DATA TO PROCESS:
════
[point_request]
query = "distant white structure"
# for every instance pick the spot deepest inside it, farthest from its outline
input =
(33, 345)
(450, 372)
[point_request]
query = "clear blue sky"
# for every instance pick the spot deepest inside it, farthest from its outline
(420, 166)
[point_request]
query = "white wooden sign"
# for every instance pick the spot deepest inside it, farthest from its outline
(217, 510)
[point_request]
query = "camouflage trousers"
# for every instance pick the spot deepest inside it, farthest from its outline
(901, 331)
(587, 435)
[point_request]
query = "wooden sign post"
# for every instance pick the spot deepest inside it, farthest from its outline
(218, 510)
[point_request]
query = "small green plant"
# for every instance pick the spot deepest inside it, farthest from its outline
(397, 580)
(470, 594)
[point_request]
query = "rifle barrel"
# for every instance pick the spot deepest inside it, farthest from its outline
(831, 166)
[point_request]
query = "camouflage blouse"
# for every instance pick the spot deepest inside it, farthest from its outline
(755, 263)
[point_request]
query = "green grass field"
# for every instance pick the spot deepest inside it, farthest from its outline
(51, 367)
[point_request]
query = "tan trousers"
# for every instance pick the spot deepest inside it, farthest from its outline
════
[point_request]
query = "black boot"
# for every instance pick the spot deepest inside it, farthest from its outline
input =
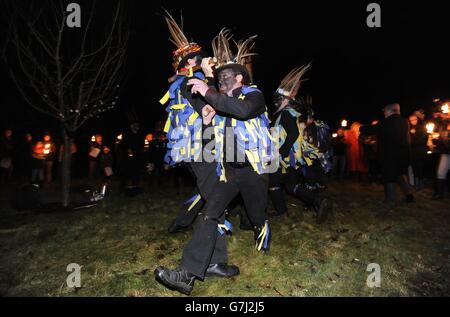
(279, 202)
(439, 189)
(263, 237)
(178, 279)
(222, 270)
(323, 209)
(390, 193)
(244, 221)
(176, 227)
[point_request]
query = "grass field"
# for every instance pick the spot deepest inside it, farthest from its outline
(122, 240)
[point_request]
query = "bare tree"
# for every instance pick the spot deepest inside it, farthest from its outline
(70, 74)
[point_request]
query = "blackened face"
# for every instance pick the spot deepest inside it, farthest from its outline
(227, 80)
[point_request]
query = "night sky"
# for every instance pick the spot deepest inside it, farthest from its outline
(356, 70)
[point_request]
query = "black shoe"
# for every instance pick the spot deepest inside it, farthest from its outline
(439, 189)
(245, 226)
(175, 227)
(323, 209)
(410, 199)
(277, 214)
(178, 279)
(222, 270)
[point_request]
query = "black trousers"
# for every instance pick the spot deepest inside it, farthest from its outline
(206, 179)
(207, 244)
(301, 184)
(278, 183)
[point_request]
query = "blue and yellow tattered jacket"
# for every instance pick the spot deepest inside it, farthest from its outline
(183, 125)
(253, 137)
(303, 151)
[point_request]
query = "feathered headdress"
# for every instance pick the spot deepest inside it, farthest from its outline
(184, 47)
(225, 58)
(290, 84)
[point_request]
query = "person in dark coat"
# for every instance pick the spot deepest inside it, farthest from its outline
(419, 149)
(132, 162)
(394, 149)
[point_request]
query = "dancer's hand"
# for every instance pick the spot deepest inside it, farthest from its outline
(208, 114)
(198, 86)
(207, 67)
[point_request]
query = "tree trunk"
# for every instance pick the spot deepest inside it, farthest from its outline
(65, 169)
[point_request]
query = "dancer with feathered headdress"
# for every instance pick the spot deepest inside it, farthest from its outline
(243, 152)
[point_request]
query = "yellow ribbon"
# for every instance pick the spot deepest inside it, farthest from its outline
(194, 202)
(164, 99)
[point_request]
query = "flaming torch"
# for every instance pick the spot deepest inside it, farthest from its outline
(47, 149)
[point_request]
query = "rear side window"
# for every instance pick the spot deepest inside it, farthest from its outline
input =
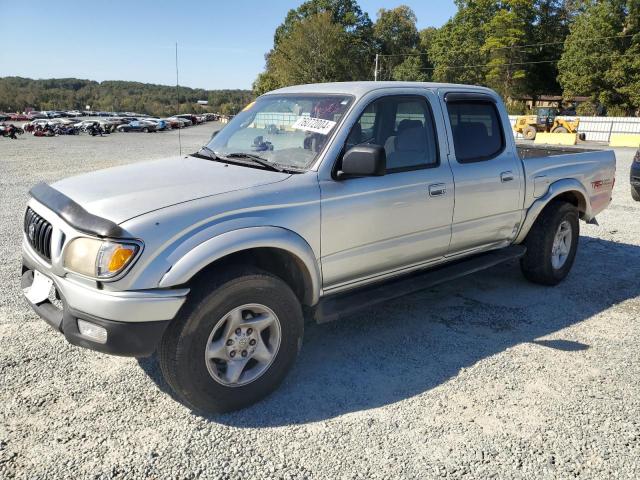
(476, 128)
════
INSTRUCTIONS FOR THE TASK: Extract every line from the rows above that contains the word "headdress".

RESPONSE TO THIS EXERCISE:
query = "feathered headdress"
query = "dancer with feathered headdress"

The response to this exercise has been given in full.